- Opening Delimiter -

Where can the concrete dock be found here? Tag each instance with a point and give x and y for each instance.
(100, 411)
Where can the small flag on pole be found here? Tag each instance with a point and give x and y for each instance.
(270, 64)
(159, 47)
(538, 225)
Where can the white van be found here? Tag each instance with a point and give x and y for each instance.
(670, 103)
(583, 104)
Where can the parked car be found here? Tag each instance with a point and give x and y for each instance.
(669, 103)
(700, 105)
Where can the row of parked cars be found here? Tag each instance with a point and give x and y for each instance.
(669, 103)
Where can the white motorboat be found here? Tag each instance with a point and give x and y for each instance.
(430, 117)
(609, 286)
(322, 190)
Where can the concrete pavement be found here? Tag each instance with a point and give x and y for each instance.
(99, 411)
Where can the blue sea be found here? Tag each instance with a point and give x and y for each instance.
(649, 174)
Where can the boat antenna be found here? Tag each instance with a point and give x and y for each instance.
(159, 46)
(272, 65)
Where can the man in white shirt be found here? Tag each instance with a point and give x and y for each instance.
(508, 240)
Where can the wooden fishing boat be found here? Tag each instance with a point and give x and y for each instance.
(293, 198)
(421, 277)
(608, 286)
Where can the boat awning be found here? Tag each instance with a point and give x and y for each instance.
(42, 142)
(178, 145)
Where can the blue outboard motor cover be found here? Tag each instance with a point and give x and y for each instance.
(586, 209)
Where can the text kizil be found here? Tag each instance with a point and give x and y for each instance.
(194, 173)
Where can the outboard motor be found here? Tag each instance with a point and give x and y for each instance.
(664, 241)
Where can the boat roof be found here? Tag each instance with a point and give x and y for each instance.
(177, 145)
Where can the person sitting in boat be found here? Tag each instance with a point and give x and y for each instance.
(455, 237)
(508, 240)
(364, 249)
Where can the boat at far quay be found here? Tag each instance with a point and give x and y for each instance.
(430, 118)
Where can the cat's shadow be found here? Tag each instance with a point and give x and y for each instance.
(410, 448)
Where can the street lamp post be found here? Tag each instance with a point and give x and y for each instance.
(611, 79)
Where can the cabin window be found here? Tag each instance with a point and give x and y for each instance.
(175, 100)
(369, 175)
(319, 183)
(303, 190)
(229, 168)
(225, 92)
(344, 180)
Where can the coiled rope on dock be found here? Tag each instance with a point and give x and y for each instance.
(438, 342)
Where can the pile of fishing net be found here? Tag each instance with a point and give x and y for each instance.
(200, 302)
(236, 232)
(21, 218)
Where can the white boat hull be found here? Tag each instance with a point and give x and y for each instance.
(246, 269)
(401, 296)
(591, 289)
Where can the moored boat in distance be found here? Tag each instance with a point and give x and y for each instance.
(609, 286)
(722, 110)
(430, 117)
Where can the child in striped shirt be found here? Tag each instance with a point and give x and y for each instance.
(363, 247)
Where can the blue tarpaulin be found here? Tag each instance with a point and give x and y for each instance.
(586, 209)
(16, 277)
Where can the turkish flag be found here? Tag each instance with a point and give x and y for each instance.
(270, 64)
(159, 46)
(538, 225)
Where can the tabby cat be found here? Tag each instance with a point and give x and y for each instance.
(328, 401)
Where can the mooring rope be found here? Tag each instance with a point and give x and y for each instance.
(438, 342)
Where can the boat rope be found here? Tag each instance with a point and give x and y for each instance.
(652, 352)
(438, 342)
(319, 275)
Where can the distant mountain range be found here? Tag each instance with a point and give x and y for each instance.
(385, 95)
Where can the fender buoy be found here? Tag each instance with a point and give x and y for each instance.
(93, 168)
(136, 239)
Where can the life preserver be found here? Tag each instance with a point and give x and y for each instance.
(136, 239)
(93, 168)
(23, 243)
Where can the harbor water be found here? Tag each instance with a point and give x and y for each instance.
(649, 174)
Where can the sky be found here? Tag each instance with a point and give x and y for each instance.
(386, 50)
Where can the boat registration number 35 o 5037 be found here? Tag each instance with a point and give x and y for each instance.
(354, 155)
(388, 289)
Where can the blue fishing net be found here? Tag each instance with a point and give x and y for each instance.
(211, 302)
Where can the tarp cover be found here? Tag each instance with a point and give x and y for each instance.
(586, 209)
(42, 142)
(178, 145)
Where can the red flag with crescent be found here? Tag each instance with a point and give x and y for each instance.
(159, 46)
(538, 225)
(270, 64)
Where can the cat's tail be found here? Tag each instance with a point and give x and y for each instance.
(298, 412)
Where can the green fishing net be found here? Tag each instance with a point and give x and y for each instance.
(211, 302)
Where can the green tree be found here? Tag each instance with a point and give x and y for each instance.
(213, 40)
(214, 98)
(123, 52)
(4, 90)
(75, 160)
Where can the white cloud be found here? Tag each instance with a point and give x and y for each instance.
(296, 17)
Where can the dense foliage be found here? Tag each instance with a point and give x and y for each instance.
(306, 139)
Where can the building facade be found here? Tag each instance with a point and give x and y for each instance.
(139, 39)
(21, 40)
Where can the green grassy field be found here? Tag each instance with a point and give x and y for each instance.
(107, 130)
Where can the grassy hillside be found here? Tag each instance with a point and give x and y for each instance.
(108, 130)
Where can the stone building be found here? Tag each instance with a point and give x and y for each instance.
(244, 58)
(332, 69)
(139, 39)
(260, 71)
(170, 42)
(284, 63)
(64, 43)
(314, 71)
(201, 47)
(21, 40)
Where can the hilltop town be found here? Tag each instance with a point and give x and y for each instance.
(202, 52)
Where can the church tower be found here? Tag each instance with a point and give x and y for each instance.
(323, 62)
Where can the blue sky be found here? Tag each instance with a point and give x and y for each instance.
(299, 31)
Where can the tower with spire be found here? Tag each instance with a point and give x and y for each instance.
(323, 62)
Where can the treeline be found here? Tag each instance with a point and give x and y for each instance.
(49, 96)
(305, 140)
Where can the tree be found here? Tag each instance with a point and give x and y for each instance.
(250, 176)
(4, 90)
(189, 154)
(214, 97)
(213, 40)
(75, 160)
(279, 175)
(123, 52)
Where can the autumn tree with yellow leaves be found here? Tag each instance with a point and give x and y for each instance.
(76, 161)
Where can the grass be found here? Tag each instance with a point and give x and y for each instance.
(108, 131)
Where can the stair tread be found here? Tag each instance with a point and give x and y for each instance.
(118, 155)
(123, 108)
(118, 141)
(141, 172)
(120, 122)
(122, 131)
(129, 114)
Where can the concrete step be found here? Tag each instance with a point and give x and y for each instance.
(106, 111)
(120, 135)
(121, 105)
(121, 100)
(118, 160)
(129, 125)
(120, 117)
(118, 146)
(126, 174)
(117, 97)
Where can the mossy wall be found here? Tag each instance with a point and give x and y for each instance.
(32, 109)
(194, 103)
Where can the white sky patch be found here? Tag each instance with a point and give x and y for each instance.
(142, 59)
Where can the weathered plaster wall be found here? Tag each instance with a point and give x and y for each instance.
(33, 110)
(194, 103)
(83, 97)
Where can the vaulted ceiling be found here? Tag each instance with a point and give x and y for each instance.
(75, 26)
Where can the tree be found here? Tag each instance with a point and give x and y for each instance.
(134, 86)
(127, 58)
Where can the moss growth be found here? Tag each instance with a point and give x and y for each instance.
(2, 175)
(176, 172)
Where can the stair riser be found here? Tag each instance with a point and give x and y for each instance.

- Closing Delimiter -

Write the listing out again, exactly as shown above.

Where can the concrete dock be found here? Tag each instance with a point and give x and y for each instance.
(100, 411)
Where can the small flag on pole be found here? Tag each instance with a point and give x and y for each instance.
(270, 64)
(159, 47)
(538, 225)
Where can the white van be found here? Tag each instance with a point and give x and y for each instance.
(670, 103)
(583, 104)
Where can the parked car be found here? Tag each instance with a point and give x and y for each instance.
(669, 103)
(700, 105)
Where can the row of parked cars be found here? Tag each instance with a point and give x and y for each instance.
(669, 103)
Where can the white motorboat be found here? Tag each instance with a point and give x and y for each instance.
(430, 117)
(609, 286)
(322, 190)
Where can the concrete pavement be found here? Tag each instance with a point and give x and y for each instance.
(99, 411)
Where can the blue sea be found here? Tag each instance with a point and give x and y for each instance.
(649, 174)
Where can the boat antenna be found here? Tag each instance with a point and give x and y for each instance.
(159, 46)
(272, 65)
Where can the man in white shirt be found here? Tag each instance with a point and give x and y for each instance.
(508, 240)
Where can the wooden fishing boat be found here? Tag each instance with a point and give x and y for each instance.
(293, 198)
(421, 277)
(608, 286)
Where can the boat awning be found here? Tag each instance with a point and give x and y for each instance.
(42, 142)
(178, 145)
Where can the blue outboard motor cover be found here? Tag each instance with a point and give x and y for each instance.
(586, 209)
Where can the text kizil be found here? Tag each instance with a point and give x and y for each instance.
(194, 173)
Where can the outboard motor be found here? Tag each instance with a point and give x and y for each instance.
(664, 241)
Where can the boat roof be found here? Tag each instance with a point and give x and y for each instance.
(177, 145)
Where can the person sitting in boat be found here? Tag each instance with a point and give x and y for each instance.
(455, 237)
(508, 240)
(364, 249)
Where can the boat at far quay be found here? Tag each instance with a point and give x and y for each instance.
(430, 118)
Where can the cat's shadow be found here? Tag each instance with a point and give x and y for each instance.
(410, 448)
Where can the street lamp post be found here? Tag each instance with a point and give x and y for each instance.
(611, 79)
Where can the cabin window be found here? Tag each instance with a point and give x and y for each instance.
(175, 100)
(369, 175)
(319, 183)
(303, 190)
(229, 168)
(225, 92)
(344, 180)
Where can the coiled rope on dock be found here? Tag each instance with a point and give x and y for each instance.
(438, 342)
Where can the pile of fishing net be found here? Tag each instance with a point and give x and y for each instance.
(200, 302)
(236, 232)
(21, 218)
Where can the white boat hull be found here? Tag each instance with a point and give x and y for each instance.
(246, 269)
(401, 296)
(591, 289)
Where can the moored boat in distance be found here? Tag each instance with a point and give x and y for each instance.
(609, 286)
(722, 110)
(430, 117)
Where can the child in striped shirt be found here? Tag each instance with a point and give x and y for each instance.
(363, 247)
Where can the blue tarpaulin be found here? Tag each instance with a point and give x and y for each instance.
(586, 209)
(16, 277)
Where can the turkish flag be found here? Tag each instance with a point and give x and y for each instance.
(270, 64)
(159, 46)
(538, 225)
Where can the tabby cat be found here? Tag each instance with a point and give x and y for each instance.
(328, 401)
Where can the mooring rope be found here? Tag each instance with a point and give x and y for each instance.
(438, 342)
Where can the boat rope be found here? Tag each instance with a point and give x and y for each instance.
(652, 352)
(438, 342)
(319, 275)
Where can the distant mountain range be found here? Tag each instance with a point and give x and y for each instance.
(385, 95)
Where can the fender buoy be found here? Tag each instance with a point and give x and y for each instance.
(93, 168)
(136, 239)
Where can the life preserver be found here? Tag each instance with a point and give x and y for each instance.
(136, 239)
(93, 168)
(23, 243)
Where can the harbor water be found here? Tag each instance with a point and give x and y for each instance.
(649, 174)
Where can the sky be found here? Tag each instance with a point and give x and y for each instance.
(386, 50)
Where can the boat registration number 35 o 5037 be found here? Tag each instance with a point and give x and y for each instance.
(354, 155)
(388, 289)
Where can the blue fishing net be found here? Tag each instance with a point and give x and y for each instance.
(211, 302)
Where can the tarp cover be found here? Tag each instance with a point and give x and y for each instance.
(586, 209)
(42, 142)
(178, 145)
Where can the red flag with crescent be found here? Tag each instance with a point and give x and y for each instance.
(159, 46)
(538, 225)
(270, 64)
Where can the cat's tail be found here? Tag each instance with a point and give x and y for each instance.
(298, 412)
Where can the green fishing net be found here? Tag each instance with a point and give x and y for each instance.
(211, 302)
Where can the green tree be found here? Tag each instance with a point and give x and y for each instance.
(213, 40)
(214, 98)
(123, 52)
(4, 90)
(75, 160)
Where can the white cloud be found here? Tag each instance with a point and give x and y for each instance.
(296, 17)
Where can the dense foliage be found here? Tag each instance with a point and give x and y for each instance.
(306, 139)
Where can the building facade be found here? Tag each instance with a point and give x and y for each instance.
(139, 39)
(21, 40)
Where can the green grassy field be found here? Tag each instance with a point and give x and y for each instance.
(107, 130)
Where can the grassy hillside be found here? Tag each instance with a point and give x and y for each instance.
(108, 130)
Where can the stone building be found here? Tag each instance with a point and give x and y for each instance.
(244, 58)
(332, 69)
(139, 39)
(260, 71)
(170, 42)
(284, 63)
(64, 43)
(314, 71)
(201, 47)
(21, 40)
Where can the hilltop town be found here? Tag each instance with a point and give x and y for each instance.
(202, 52)
Where can the church tower be found here? Tag each instance with a point and give x and y for each instance.
(323, 62)
Where can the blue sky be found here? Tag each instance with a point and give x and y for each instance.
(299, 31)
Where can the tower with spire be found here? Tag each instance with a point and give x and y for each instance.
(323, 62)
Where can the treeline be found here? Tag each instance with a point and give x and y for each instance.
(49, 96)
(305, 140)
Where can the tree be found here? Tag each instance with a point and give x and y for each instance.
(250, 176)
(4, 90)
(189, 154)
(214, 97)
(213, 40)
(75, 160)
(279, 175)
(123, 52)
Where can the autumn tree with yellow leaves be found here? Tag each instance with a point and give x and y for each instance.
(76, 161)
Where can the grass be found here? Tag each instance with a point and give x and y for each instance.
(108, 131)
Where can the stair tread be found here? Tag each instance with a point and give x and y for each instance.
(118, 155)
(123, 108)
(118, 141)
(141, 172)
(120, 122)
(122, 131)
(129, 114)
Where can the concrete step be found here? Tag each instance with a point and give x and y for each instance.
(106, 111)
(120, 135)
(121, 105)
(121, 100)
(118, 160)
(129, 125)
(120, 117)
(118, 146)
(126, 174)
(117, 97)
Where can the mossy wall be found here? Tag each instance with a point and give x and y for each instance.
(32, 109)
(194, 103)
Where can the white sky patch be found here? Tag each instance with a point and give x and y for each instance.
(142, 59)
Where can the weathered plaster wall be found here? Tag each instance with a point and give x and y for each instance.
(33, 110)
(194, 103)
(83, 97)
Where can the vaulted ceiling be found here? Tag each instance with a point and give x and y for each instance.
(75, 26)
Where can the tree be found here? Tag each instance with a point and give x and y for each instance.
(134, 86)
(127, 58)
Where can the moss growth be found here? Tag each instance with a point and give x and y for each instance.
(2, 175)
(176, 172)
Where can the stair riser be found here? Tag each instance with a point and give x and y for each instance.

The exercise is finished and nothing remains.